— Start of MATERIAL SUPPLIED —

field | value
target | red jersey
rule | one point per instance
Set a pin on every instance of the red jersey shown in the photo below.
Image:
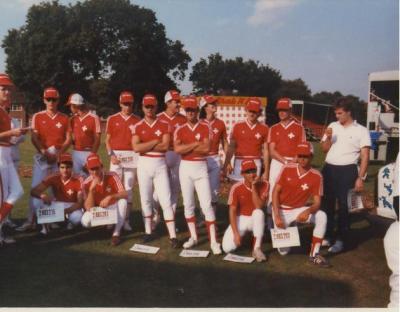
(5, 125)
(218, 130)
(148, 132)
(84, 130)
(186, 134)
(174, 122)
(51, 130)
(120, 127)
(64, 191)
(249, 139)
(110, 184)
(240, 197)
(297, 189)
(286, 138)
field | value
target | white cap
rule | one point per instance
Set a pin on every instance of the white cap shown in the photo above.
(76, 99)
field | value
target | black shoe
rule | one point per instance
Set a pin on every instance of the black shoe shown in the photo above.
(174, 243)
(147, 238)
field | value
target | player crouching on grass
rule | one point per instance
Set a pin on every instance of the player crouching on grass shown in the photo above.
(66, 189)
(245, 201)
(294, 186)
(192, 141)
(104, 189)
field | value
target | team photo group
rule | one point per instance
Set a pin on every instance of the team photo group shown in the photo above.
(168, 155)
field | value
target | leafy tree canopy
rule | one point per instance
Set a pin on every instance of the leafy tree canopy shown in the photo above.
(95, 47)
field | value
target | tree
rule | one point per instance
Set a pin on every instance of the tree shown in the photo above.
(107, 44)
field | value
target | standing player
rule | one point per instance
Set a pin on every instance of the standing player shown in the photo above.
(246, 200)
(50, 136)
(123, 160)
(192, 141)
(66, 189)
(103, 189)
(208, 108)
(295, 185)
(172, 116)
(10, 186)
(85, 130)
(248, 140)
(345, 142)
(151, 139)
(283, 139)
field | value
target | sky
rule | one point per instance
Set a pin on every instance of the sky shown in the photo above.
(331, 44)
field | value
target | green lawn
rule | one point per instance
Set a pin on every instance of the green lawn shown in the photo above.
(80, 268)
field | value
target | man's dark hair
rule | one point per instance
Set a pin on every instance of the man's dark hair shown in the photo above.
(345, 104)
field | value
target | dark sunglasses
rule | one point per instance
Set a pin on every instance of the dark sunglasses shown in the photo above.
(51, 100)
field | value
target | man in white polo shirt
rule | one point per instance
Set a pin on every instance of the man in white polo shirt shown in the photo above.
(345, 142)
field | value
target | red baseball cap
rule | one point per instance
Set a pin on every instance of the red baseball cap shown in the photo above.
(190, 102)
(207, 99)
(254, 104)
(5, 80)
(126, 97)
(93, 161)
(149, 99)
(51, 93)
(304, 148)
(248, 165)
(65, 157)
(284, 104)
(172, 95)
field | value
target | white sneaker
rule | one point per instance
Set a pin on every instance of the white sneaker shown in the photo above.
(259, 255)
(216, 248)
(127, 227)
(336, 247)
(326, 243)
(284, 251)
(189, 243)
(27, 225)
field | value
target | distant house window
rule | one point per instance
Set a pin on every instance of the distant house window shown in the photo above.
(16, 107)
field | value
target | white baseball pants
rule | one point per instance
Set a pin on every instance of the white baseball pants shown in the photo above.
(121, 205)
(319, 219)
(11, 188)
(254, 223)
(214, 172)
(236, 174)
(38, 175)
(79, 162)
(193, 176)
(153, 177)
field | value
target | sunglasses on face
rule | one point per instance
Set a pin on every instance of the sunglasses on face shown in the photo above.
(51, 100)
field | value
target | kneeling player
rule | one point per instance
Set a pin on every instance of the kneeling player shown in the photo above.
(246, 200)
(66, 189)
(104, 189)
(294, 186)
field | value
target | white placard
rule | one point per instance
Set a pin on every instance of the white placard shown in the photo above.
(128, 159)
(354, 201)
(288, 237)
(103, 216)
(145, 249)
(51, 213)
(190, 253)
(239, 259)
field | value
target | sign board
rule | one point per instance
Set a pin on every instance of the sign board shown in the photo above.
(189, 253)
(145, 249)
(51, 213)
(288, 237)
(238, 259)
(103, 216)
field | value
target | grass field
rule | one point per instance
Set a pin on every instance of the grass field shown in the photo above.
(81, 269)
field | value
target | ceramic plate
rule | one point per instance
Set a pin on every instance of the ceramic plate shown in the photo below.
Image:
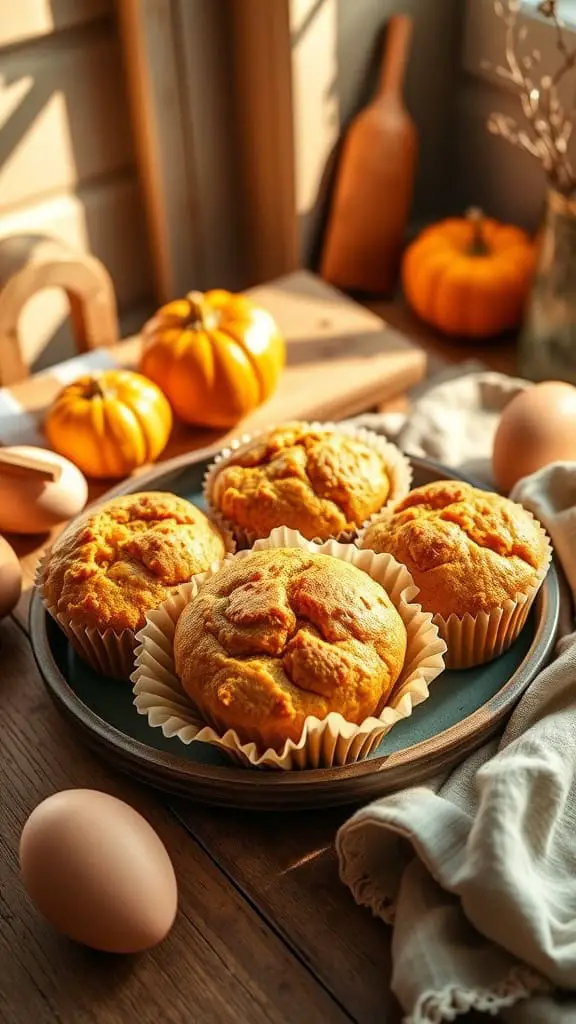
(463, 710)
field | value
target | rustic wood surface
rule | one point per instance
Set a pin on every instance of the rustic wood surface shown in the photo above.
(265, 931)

— End of MATERIAL SUPPLIED —

* **YOUR INSTRUCTIONS**:
Write out each line again precisely as it appears, skipping every picture.

* **RESULT OF THIS TASK**:
field | value
target | red jersey
rule | one point per instance
Set a pin on every instance of the red jersey shown in the photo below.
Image:
(5, 125)
(218, 130)
(148, 132)
(84, 130)
(186, 134)
(174, 122)
(51, 130)
(120, 127)
(64, 191)
(249, 139)
(110, 184)
(240, 197)
(297, 189)
(286, 138)
field | value
target | white cap
rule | one point per instance
Set a pin on every instance of the white cap shown in the photo above.
(76, 99)
field | value
target | black shoe
rule | one point per instance
Set a pin on every instance of the black shoe shown in the photo above.
(174, 243)
(147, 238)
field | value
target | player crouching on grass
rule | one point per instance
Set a pin on every instance of the player crouching on grass shown in the photo above.
(66, 189)
(245, 201)
(294, 186)
(192, 141)
(104, 189)
field | value
target | team photo group
rule | one point per instance
Set a pin on every instance of the team photo group shown in the photo above.
(168, 155)
field | value
target | leafy tree canopy
rule | one point per instance
Set a pin on every instance of the leafy tree canopy shown in the photo above.
(95, 47)
field | value
target | tree
rule | one point per instance
Set a pin on every instance of the tree shown in the photo above.
(107, 44)
field | value
target | standing player
rule | one point per instance
Set a pin on every instance of the standing player shown in the photo above.
(246, 200)
(50, 136)
(123, 160)
(192, 141)
(66, 189)
(103, 189)
(208, 108)
(295, 185)
(172, 116)
(10, 186)
(85, 130)
(248, 140)
(345, 142)
(151, 139)
(283, 139)
field | value
target | sky
rule | one point per instance
Set a pin on every instance of the sky shown in the photo above.
(331, 44)
field | value
target | green lawn
rule | one point per instance
Set a pin on every instance of the green lawn shown in the photo above.
(80, 268)
field | value
target | man's dark hair
rule | one point per instance
Set a pin on every instance of the man's dark hair shown in the photo above.
(345, 104)
field | value
target | dark sunglasses
rule | one point per instance
Set a pin on every instance of the dark sunglasses shown in the photo above.
(51, 100)
field | value
target | man in white polo shirt
rule | one point per instance
Set a pin on every instance of the man in white polo shirt shown in the photo above.
(345, 142)
field | value
target | red baseball cap
rule | one point per instance
Set a pin on every instance of the red baseball cap shown in the photo above.
(190, 102)
(207, 99)
(254, 104)
(5, 80)
(126, 97)
(93, 161)
(149, 99)
(51, 93)
(304, 148)
(248, 165)
(65, 157)
(284, 104)
(172, 95)
field | value
target | white sneaker
rule | one point per instance
Set a pin on every instance of the white sneaker shown in the photo above.
(259, 255)
(216, 248)
(127, 227)
(336, 247)
(326, 243)
(284, 251)
(189, 243)
(27, 225)
field | value
target | distant house window
rule | one point per instance
Set a pin on every instance of the distant house window shown in the photo above.
(16, 107)
field | value
target | white baseball pants
rule | one point per instance
Set a pin on every instance of the white baseball pants shown in the photo above.
(121, 205)
(319, 219)
(11, 188)
(254, 223)
(214, 172)
(236, 174)
(38, 175)
(79, 162)
(193, 176)
(153, 177)
field | value
target | sunglasses on face
rule | one point per instance
Set a pin on every instance of the sunglasses on face shown in the photo above.
(51, 100)
field | value
target | kneeling player
rule | one point per instance
Set a pin on every instance of the kneeling player shown in the photo above.
(246, 200)
(66, 189)
(104, 189)
(294, 186)
field | value
target | white placard
rule | one point per instance
Set a pin on every instance of the white placard shown in the photo above.
(128, 159)
(354, 201)
(288, 237)
(103, 216)
(145, 249)
(51, 213)
(190, 253)
(239, 259)
field | value
target | sign board
rule | one point per instance
Set a pin on every instance of the sign board shown in the photo above.
(189, 253)
(145, 249)
(51, 213)
(288, 237)
(238, 259)
(103, 216)
field | value
target | grass field
rule | one point per instance
Set a pin on every instance of the grass field shown in the photo above.
(81, 269)
field | value
target | ceramic plate
rule | one point per instance
Set a pin on every instance of the ceramic plate shown in the photo below.
Image:
(463, 710)
field | value
target | rustic wood surface
rule | one point per instance
Set a pin on every instance of the rustic wood surface shown in the photo above.
(265, 931)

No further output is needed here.